**WORK TO DO**
Quote exactly the lines running from the line with "butterfly body, newline-separated" to the end of the entries, including both, and nothing else.

**EXTRACTED ENTRIES**
[Begin]

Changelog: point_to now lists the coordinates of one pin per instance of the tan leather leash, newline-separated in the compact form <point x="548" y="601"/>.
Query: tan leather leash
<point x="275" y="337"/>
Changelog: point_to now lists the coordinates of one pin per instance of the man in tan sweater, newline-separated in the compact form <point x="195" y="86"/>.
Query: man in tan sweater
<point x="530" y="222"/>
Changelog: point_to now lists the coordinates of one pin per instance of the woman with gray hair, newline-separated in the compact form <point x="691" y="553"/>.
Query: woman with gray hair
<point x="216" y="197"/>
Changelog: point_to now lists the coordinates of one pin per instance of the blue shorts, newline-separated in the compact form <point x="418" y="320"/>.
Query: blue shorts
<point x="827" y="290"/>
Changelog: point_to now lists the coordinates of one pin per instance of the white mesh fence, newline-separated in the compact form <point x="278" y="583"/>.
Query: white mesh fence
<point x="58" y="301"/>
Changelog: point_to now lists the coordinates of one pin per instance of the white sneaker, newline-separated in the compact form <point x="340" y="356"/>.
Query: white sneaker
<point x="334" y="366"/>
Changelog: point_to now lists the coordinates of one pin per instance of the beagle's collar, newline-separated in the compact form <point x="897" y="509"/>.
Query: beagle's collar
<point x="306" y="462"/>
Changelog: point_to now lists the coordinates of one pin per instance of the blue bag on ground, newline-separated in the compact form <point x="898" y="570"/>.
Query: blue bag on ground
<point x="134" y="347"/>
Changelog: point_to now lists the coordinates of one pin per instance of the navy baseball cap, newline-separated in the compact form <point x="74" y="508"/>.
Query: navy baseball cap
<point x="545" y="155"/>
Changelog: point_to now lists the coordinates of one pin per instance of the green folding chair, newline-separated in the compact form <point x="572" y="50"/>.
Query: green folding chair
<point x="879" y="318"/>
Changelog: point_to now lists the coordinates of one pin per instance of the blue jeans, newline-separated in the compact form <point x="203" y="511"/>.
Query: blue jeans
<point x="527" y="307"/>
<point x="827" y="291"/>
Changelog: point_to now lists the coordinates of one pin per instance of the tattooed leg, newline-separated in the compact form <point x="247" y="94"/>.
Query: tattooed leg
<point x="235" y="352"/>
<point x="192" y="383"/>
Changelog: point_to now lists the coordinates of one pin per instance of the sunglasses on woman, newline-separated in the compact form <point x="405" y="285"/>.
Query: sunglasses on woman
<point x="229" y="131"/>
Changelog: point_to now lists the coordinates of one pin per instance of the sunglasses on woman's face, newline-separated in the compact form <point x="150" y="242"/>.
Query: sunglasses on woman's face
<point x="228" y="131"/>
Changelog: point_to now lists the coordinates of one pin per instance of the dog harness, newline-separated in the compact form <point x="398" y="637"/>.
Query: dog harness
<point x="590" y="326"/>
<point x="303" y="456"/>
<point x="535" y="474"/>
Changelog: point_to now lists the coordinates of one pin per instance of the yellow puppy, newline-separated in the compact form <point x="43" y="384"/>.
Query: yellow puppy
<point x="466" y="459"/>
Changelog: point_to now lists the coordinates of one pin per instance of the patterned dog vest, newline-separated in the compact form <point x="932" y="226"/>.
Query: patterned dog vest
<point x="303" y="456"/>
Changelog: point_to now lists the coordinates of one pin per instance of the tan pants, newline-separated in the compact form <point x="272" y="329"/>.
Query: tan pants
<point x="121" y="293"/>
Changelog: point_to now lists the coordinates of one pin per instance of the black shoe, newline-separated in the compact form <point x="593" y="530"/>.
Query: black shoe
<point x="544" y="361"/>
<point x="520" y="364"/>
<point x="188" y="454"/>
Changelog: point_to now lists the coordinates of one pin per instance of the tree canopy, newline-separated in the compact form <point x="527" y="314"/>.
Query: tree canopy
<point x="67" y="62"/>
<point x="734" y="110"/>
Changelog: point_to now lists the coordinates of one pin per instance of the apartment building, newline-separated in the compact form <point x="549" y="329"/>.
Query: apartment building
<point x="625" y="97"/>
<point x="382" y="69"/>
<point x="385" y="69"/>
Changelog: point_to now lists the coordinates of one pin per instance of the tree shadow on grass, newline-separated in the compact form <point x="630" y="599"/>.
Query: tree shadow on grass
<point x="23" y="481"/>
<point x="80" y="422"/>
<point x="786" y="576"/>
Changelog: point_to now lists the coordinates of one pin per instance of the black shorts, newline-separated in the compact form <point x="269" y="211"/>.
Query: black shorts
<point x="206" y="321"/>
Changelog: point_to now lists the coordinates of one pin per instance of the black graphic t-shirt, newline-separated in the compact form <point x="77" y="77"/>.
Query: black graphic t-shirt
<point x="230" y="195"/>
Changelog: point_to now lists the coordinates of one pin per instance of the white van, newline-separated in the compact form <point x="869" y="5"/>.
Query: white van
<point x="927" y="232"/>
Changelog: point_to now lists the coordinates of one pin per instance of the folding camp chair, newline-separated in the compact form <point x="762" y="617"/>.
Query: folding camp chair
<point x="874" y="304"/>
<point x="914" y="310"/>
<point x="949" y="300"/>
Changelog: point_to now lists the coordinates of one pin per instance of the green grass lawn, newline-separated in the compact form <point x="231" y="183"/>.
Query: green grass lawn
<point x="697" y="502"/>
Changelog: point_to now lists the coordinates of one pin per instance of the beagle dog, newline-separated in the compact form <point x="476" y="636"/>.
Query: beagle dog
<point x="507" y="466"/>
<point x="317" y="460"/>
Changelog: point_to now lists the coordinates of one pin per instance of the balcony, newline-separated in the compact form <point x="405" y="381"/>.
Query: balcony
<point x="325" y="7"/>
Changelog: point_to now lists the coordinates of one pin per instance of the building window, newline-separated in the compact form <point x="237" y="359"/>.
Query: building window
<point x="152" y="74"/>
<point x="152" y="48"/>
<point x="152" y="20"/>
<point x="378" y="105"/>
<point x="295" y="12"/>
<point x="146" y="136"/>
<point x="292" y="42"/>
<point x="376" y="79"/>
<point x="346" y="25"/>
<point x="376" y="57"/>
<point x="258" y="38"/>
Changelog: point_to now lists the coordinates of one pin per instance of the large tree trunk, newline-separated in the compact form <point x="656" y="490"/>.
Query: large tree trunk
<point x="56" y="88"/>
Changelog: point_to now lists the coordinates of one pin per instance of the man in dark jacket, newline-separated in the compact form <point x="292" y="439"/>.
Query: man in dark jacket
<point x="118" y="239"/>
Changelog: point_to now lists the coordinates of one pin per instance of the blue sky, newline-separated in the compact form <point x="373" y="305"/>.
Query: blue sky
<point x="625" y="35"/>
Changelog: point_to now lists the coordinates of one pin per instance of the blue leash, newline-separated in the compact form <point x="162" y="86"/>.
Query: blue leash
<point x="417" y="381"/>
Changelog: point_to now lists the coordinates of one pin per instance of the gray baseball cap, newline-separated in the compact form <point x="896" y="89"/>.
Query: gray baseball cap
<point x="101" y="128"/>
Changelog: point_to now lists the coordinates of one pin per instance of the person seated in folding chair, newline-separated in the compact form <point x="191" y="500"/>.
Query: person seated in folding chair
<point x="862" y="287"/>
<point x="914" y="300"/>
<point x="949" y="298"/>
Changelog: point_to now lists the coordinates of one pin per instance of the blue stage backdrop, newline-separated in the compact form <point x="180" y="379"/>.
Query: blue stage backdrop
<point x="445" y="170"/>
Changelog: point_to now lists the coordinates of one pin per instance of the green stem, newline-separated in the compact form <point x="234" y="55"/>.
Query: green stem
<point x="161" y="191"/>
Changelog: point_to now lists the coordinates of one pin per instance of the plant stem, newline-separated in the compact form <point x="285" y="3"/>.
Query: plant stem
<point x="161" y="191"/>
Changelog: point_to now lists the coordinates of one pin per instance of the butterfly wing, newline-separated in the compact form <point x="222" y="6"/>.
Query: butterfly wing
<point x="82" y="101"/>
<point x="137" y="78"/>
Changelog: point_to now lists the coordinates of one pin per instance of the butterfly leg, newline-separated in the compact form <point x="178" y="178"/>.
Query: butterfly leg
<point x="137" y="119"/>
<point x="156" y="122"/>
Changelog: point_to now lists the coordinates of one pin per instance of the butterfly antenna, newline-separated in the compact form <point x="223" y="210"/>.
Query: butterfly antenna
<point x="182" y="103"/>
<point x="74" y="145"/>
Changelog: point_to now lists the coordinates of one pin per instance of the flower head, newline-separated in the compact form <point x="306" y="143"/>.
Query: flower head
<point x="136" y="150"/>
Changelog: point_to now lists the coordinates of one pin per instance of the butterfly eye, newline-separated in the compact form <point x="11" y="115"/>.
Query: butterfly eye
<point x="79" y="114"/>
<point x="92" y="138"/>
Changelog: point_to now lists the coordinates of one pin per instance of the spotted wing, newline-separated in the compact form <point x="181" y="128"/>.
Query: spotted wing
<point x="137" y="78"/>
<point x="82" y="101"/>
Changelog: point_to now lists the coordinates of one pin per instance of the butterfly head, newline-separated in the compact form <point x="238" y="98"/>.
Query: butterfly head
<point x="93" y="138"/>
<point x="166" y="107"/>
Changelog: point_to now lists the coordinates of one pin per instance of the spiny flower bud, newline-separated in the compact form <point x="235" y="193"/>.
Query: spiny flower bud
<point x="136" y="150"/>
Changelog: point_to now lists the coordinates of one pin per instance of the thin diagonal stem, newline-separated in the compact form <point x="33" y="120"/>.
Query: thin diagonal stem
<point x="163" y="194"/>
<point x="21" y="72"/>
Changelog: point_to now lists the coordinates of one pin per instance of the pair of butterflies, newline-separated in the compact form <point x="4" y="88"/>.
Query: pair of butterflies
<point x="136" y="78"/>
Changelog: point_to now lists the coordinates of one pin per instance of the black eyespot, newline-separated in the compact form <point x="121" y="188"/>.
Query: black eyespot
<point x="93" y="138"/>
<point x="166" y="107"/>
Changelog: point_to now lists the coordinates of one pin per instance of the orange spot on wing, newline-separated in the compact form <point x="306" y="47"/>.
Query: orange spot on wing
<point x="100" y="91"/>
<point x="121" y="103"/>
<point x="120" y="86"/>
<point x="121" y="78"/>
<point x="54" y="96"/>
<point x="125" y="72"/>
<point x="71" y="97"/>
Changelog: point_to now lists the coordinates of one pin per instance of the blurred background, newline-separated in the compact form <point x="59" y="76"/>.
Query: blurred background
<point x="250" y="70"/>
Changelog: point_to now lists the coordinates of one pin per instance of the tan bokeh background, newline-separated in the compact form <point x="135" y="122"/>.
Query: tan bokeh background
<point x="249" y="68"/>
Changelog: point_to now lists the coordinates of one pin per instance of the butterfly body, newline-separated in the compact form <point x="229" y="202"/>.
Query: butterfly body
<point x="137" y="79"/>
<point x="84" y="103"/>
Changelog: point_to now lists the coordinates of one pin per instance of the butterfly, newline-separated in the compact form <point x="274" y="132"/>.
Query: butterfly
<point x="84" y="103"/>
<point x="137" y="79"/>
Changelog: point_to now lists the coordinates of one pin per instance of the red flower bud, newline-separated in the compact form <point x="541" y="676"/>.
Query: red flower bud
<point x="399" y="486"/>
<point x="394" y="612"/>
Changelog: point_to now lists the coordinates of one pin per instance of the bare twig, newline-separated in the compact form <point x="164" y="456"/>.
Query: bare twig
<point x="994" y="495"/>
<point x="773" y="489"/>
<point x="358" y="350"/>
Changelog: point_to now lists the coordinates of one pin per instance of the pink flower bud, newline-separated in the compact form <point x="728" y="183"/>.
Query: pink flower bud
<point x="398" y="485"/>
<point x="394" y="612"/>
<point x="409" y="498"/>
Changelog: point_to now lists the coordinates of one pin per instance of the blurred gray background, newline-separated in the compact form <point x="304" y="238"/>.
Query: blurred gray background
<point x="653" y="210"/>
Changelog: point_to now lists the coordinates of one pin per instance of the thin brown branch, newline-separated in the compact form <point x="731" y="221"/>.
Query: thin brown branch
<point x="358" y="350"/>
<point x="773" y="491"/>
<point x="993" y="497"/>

[End]

**RIGHT ANSWER**
Changelog: point_to now lists the coordinates of one pin per instance of the butterfly body, newline-separated in the compact form <point x="229" y="202"/>.
Query: butterfly body
<point x="137" y="79"/>
<point x="84" y="103"/>
Changelog: point_to now lists the coordinates of one pin per instance of the butterfly, newline-separated in the compact form <point x="274" y="132"/>.
Query: butterfly
<point x="84" y="103"/>
<point x="137" y="79"/>
Changelog: point_to now lists the coordinates of one pin per instance of the red flower bud, newline-separated in the compact form <point x="541" y="676"/>.
Query: red flower bud
<point x="399" y="486"/>
<point x="394" y="612"/>
Changelog: point_to now lists the coordinates of one pin per instance of the bare twig, newline-separated in the compact form <point x="164" y="456"/>.
Query: bare twig
<point x="994" y="495"/>
<point x="773" y="489"/>
<point x="358" y="350"/>
Changelog: point_to now lists the coordinates of one pin per instance of the pink flower bud, newline-separated in the compact form <point x="728" y="183"/>.
Query: pink flower bud
<point x="398" y="485"/>
<point x="394" y="612"/>
<point x="409" y="498"/>
Changelog: point_to now lists the coordinates of one pin per instance of the blurred gray background, newline-separated in the compact form <point x="304" y="238"/>.
Query: blurred gray background
<point x="653" y="210"/>
Changelog: point_to now lists the coordinates of one pin per instance of the thin brown branch, newline-separated in the compact form <point x="731" y="221"/>.
Query: thin brown branch
<point x="358" y="350"/>
<point x="773" y="491"/>
<point x="993" y="497"/>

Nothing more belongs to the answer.